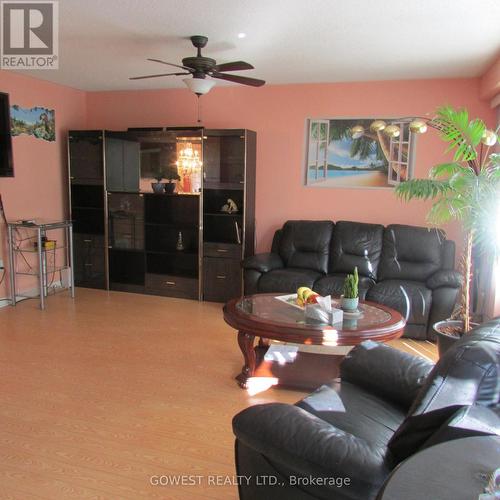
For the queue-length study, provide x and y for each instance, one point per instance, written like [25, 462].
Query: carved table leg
[263, 342]
[246, 343]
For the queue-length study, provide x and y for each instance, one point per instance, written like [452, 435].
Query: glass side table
[36, 242]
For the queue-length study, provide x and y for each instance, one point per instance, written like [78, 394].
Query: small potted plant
[158, 175]
[172, 176]
[350, 298]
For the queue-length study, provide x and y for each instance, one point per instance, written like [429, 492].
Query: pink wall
[278, 114]
[490, 81]
[39, 188]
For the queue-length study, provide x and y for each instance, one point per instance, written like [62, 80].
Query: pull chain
[199, 108]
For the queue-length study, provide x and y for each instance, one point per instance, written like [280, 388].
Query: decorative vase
[444, 333]
[349, 305]
[158, 187]
[180, 244]
[169, 187]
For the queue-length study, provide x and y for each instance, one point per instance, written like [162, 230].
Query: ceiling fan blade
[233, 66]
[172, 64]
[254, 82]
[156, 76]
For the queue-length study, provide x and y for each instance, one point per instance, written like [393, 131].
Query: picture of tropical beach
[38, 122]
[348, 153]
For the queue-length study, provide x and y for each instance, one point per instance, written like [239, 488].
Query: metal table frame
[41, 230]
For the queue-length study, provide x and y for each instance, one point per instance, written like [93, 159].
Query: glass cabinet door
[126, 221]
[85, 157]
[224, 159]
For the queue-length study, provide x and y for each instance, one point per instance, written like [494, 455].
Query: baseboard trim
[32, 293]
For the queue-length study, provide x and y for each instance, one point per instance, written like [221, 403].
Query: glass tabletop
[267, 307]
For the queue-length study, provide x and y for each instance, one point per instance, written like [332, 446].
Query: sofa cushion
[333, 284]
[306, 244]
[356, 244]
[411, 253]
[411, 298]
[356, 411]
[468, 373]
[287, 280]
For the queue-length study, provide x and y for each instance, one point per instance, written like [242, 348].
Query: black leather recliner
[407, 268]
[342, 441]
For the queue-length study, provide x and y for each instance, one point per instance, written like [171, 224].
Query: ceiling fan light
[199, 86]
[357, 131]
[392, 131]
[418, 127]
[378, 126]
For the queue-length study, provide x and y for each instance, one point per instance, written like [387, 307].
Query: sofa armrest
[444, 277]
[468, 421]
[390, 373]
[263, 262]
[301, 442]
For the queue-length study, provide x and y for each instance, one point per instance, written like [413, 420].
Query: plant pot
[446, 339]
[349, 305]
[169, 187]
[158, 187]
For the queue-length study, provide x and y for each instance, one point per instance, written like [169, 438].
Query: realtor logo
[29, 35]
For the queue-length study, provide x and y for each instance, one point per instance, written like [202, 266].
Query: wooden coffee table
[266, 317]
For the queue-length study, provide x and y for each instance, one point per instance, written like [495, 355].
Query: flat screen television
[6, 163]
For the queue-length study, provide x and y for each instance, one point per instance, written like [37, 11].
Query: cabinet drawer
[172, 286]
[222, 279]
[224, 250]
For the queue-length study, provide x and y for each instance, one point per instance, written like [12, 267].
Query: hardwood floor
[99, 394]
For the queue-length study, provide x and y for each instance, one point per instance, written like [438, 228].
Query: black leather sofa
[387, 406]
[408, 268]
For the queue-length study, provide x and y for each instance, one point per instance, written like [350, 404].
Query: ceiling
[103, 42]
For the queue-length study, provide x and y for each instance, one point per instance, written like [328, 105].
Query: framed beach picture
[38, 122]
[348, 153]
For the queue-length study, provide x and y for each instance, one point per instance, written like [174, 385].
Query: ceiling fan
[200, 67]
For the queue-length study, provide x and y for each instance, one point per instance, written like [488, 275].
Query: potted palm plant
[350, 298]
[466, 189]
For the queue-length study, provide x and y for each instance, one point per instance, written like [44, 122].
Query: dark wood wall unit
[172, 244]
[126, 241]
[142, 242]
[229, 177]
[87, 206]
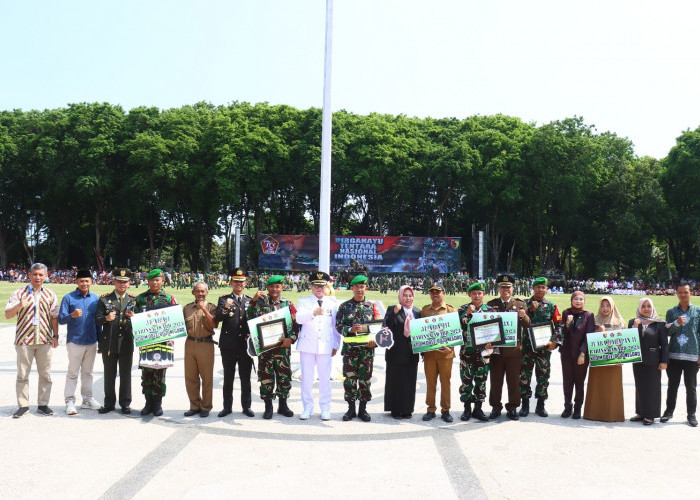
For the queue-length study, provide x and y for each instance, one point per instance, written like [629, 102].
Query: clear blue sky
[630, 67]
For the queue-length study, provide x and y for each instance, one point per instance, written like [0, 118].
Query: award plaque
[271, 333]
[540, 334]
[487, 332]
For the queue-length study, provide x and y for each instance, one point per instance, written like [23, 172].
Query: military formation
[104, 324]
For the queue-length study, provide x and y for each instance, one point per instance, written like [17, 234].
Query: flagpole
[324, 237]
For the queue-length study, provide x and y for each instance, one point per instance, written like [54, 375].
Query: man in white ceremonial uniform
[318, 342]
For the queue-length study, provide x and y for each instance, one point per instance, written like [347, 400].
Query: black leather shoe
[148, 408]
[525, 408]
[157, 406]
[351, 413]
[540, 408]
[479, 414]
[283, 409]
[362, 412]
[20, 411]
[45, 410]
[464, 417]
[267, 414]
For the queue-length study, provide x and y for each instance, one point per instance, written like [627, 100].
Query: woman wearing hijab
[401, 363]
[574, 359]
[653, 338]
[604, 397]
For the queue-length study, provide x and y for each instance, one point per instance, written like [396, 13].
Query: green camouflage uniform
[358, 360]
[540, 359]
[472, 369]
[274, 364]
[153, 379]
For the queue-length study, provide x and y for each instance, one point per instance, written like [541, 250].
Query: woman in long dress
[401, 363]
[653, 338]
[604, 396]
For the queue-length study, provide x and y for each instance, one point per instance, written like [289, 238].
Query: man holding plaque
[231, 313]
[318, 342]
[116, 342]
[199, 351]
[539, 310]
[438, 363]
[473, 369]
[273, 365]
[351, 321]
[507, 362]
[154, 359]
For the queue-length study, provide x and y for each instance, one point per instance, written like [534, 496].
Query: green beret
[359, 279]
[155, 273]
[277, 278]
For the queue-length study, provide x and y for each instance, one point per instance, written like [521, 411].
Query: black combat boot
[350, 414]
[540, 408]
[467, 412]
[525, 408]
[268, 409]
[149, 405]
[283, 409]
[364, 416]
[157, 408]
[479, 414]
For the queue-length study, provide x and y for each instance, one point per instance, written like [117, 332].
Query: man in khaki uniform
[199, 351]
[507, 361]
[439, 362]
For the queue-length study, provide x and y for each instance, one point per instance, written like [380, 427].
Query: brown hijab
[612, 321]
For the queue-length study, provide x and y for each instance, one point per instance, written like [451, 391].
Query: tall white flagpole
[324, 237]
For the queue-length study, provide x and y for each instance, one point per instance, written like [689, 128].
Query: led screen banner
[380, 254]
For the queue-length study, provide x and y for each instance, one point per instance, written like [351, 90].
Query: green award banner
[510, 325]
[158, 325]
[614, 347]
[435, 332]
[270, 318]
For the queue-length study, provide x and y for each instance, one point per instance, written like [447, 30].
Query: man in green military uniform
[155, 359]
[473, 368]
[116, 342]
[540, 310]
[274, 367]
[358, 349]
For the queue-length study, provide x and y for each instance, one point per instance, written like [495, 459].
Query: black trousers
[123, 357]
[229, 358]
[689, 369]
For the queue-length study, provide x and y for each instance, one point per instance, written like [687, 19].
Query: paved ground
[116, 456]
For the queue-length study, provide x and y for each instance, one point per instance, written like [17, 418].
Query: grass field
[626, 304]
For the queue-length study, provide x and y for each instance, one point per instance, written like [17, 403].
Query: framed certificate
[540, 334]
[271, 333]
[487, 332]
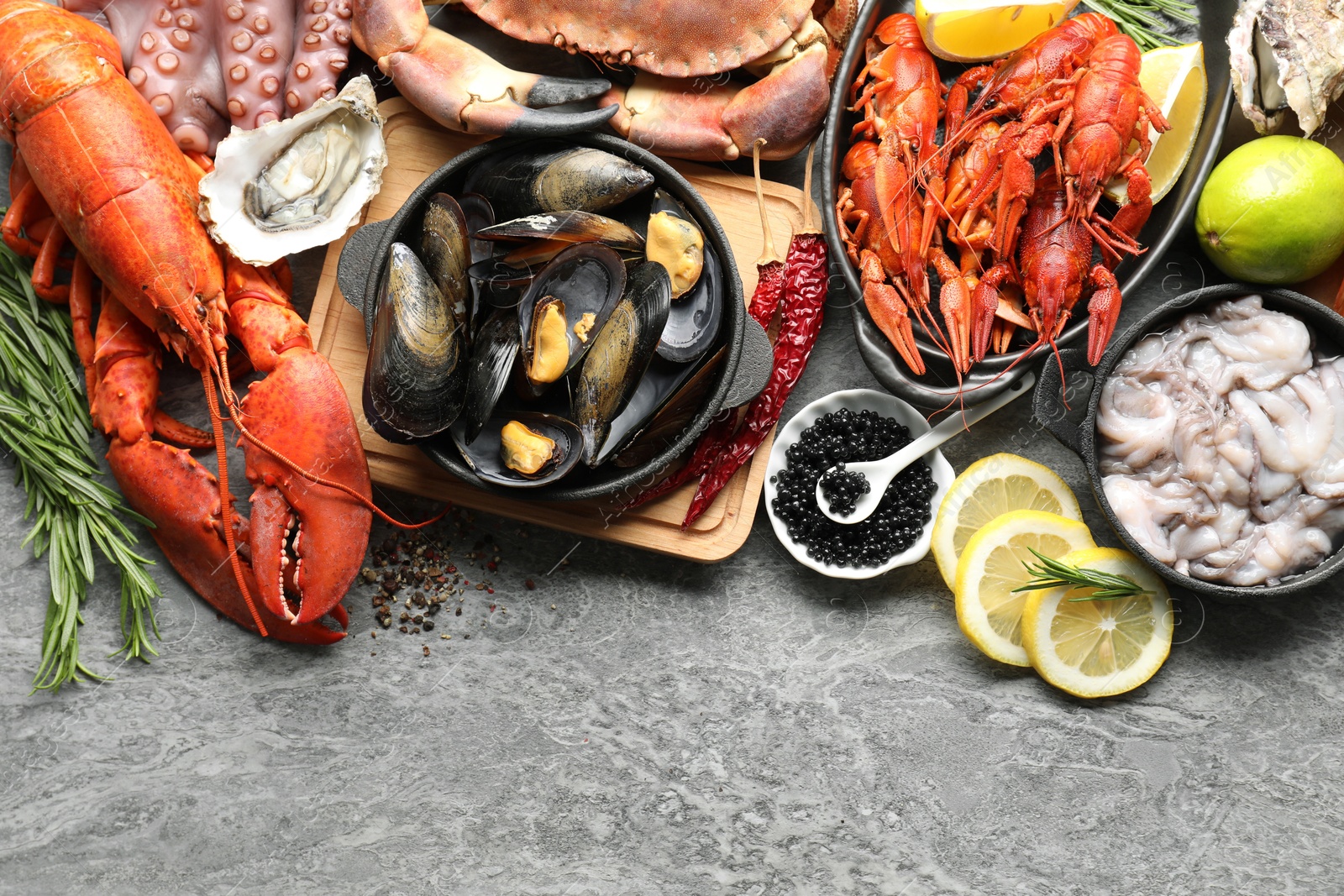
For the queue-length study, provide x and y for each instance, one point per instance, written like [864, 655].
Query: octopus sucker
[225, 65]
[1222, 445]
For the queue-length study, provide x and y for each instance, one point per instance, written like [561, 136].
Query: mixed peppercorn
[418, 575]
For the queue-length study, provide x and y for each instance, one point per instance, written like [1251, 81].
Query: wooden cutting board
[416, 148]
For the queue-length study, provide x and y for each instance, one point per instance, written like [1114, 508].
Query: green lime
[1273, 211]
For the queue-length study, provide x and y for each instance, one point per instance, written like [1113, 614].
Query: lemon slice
[981, 29]
[1100, 647]
[992, 566]
[990, 486]
[1176, 81]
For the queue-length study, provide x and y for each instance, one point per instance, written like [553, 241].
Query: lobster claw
[1102, 312]
[464, 89]
[170, 486]
[297, 429]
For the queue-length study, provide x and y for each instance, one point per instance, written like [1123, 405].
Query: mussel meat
[416, 376]
[620, 355]
[524, 449]
[570, 297]
[554, 177]
[696, 320]
[571, 226]
[494, 354]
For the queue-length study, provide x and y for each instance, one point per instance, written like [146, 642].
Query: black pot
[938, 387]
[741, 376]
[1328, 331]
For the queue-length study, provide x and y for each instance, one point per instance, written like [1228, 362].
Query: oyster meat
[296, 183]
[1288, 54]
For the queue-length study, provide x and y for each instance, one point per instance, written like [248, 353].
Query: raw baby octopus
[205, 65]
[1223, 445]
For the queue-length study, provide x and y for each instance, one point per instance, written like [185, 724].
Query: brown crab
[682, 101]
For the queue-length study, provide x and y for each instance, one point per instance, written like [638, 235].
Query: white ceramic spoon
[880, 472]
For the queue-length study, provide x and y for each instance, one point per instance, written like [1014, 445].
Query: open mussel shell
[554, 177]
[620, 355]
[445, 246]
[414, 378]
[675, 241]
[696, 318]
[571, 226]
[669, 399]
[564, 309]
[494, 355]
[487, 461]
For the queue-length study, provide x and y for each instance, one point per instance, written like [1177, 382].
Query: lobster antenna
[769, 254]
[226, 504]
[312, 477]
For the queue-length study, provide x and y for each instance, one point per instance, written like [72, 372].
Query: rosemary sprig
[1053, 574]
[1142, 19]
[45, 427]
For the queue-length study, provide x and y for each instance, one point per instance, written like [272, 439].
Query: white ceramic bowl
[857, 401]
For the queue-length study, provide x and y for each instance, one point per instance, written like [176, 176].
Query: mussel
[675, 241]
[414, 378]
[479, 215]
[660, 429]
[696, 318]
[524, 449]
[494, 354]
[554, 177]
[570, 226]
[620, 355]
[569, 301]
[447, 250]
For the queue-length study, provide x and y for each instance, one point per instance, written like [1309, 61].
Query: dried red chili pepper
[804, 298]
[764, 304]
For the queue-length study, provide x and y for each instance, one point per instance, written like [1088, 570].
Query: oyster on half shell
[1288, 54]
[296, 183]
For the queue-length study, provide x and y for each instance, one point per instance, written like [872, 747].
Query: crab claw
[299, 425]
[464, 89]
[170, 488]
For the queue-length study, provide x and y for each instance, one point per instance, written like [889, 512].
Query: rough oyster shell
[296, 183]
[1288, 54]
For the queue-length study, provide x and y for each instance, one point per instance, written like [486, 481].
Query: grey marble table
[638, 725]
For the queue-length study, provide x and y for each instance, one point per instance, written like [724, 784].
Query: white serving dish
[884, 405]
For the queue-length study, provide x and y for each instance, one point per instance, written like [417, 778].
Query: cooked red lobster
[94, 165]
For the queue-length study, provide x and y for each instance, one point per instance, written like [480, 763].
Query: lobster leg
[984, 305]
[956, 305]
[165, 484]
[296, 421]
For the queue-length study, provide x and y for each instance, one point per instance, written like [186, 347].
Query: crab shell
[242, 156]
[674, 38]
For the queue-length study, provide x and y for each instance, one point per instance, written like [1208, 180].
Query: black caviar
[843, 490]
[847, 437]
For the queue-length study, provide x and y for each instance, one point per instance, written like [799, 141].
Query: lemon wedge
[1176, 81]
[992, 566]
[981, 29]
[1099, 647]
[990, 486]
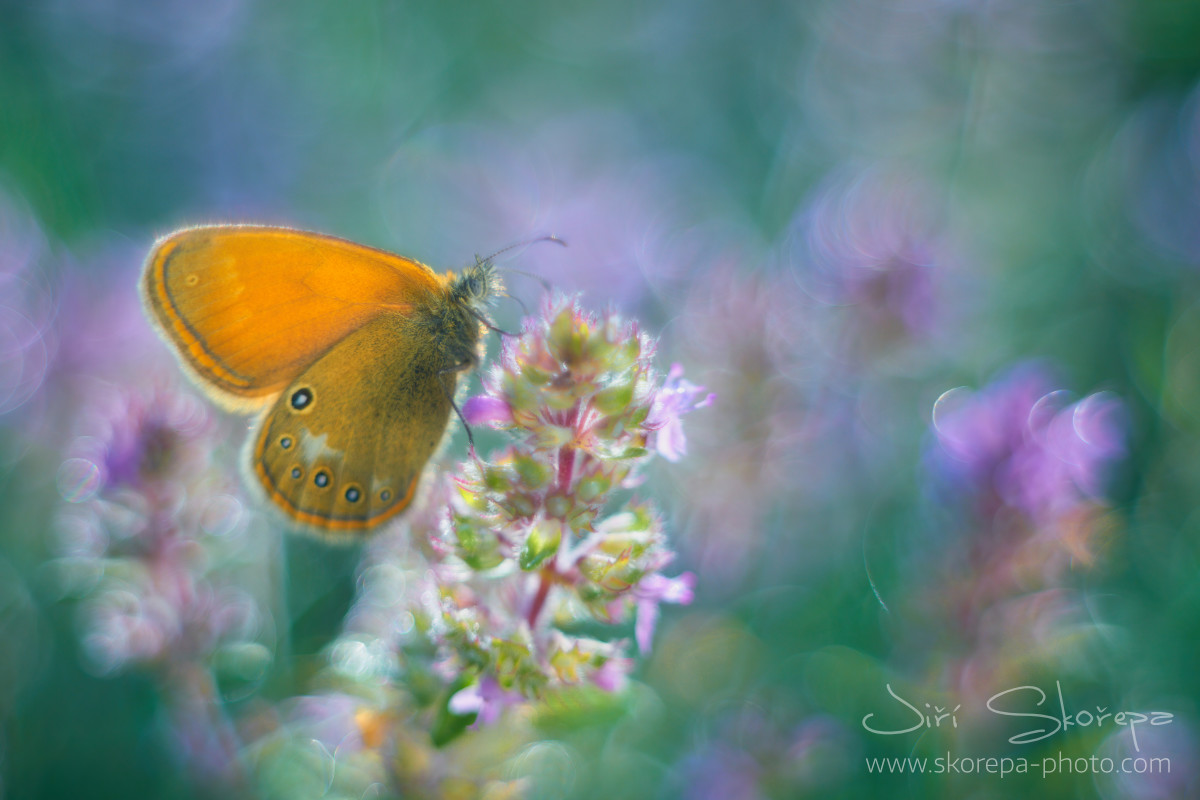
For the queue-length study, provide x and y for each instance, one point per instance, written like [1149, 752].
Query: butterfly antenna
[525, 244]
[520, 302]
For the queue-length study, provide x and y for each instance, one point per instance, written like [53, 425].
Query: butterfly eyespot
[301, 398]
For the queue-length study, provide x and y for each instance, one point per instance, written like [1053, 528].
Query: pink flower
[675, 398]
[657, 589]
[485, 409]
[486, 698]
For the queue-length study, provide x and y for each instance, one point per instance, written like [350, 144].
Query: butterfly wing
[249, 307]
[343, 446]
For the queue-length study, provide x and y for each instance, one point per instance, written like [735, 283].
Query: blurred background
[937, 259]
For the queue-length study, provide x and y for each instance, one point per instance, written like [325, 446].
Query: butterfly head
[477, 287]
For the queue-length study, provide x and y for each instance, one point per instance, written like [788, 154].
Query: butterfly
[349, 356]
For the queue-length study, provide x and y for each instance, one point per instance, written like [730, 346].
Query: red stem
[539, 600]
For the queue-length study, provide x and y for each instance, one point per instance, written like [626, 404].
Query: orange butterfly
[351, 355]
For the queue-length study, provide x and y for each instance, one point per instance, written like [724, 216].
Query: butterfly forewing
[250, 307]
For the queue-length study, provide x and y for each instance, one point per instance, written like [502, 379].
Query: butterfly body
[351, 355]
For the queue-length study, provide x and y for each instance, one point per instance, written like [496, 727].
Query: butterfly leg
[459, 367]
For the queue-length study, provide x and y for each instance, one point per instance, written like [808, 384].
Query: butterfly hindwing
[342, 450]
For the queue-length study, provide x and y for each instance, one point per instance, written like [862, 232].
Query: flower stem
[539, 600]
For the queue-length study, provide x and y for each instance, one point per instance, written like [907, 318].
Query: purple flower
[657, 589]
[485, 409]
[1019, 444]
[486, 698]
[675, 398]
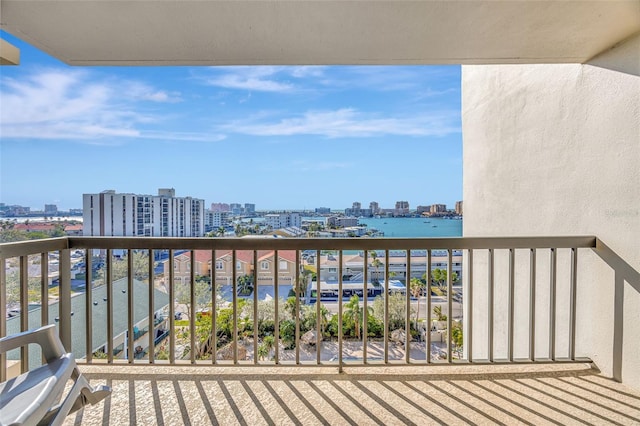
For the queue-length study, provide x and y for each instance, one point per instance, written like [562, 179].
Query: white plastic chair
[36, 397]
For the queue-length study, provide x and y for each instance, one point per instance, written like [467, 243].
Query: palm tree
[416, 287]
[439, 276]
[245, 285]
[353, 312]
[375, 263]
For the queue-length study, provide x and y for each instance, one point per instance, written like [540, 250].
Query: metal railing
[243, 331]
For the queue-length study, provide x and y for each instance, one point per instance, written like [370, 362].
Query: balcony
[510, 345]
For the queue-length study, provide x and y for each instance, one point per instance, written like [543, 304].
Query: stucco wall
[555, 150]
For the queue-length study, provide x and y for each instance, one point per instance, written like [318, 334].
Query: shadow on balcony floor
[522, 394]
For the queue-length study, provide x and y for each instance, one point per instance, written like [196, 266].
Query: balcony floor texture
[389, 395]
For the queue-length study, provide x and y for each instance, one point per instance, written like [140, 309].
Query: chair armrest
[45, 336]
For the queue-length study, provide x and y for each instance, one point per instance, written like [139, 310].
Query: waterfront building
[402, 208]
[283, 220]
[353, 265]
[215, 219]
[374, 207]
[438, 208]
[341, 222]
[249, 208]
[220, 207]
[355, 210]
[50, 209]
[124, 214]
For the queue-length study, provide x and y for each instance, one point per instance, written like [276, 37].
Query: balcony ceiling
[247, 32]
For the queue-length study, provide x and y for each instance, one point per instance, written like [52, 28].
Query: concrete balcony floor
· · · · · · ·
Set task >> The lines to reproduce run from the line containing "like [318, 334]." to the end of the listing; write them out exactly and add nothing.

Solution for this task >>
For the queue-length study, provide x and y for each instance, one point per instance, written like [318, 334].
Query: shadow on balcony floor
[522, 394]
For the queue-length study, provide x and y for each instance, one point per instance, written like [196, 266].
Query: balcony floor texture
[389, 395]
For the queue-length study, provide x and y for each instance, one point per instance, written like [140, 309].
Query: chair armrest
[45, 336]
For the queue-length study, provide x and y for each instance, one point per instance, written like [139, 310].
Query: waterfront building
[402, 208]
[283, 220]
[353, 265]
[215, 219]
[374, 207]
[438, 208]
[341, 222]
[249, 208]
[220, 207]
[355, 210]
[50, 209]
[124, 214]
For the queue-length study, provide x and y for each instance, one point per instance, written like [276, 37].
Query: balcony ceiling
[247, 32]
For the queue-length study, provide x and y for each instance, one point per instance, written like [52, 28].
Query: concrete balcony floor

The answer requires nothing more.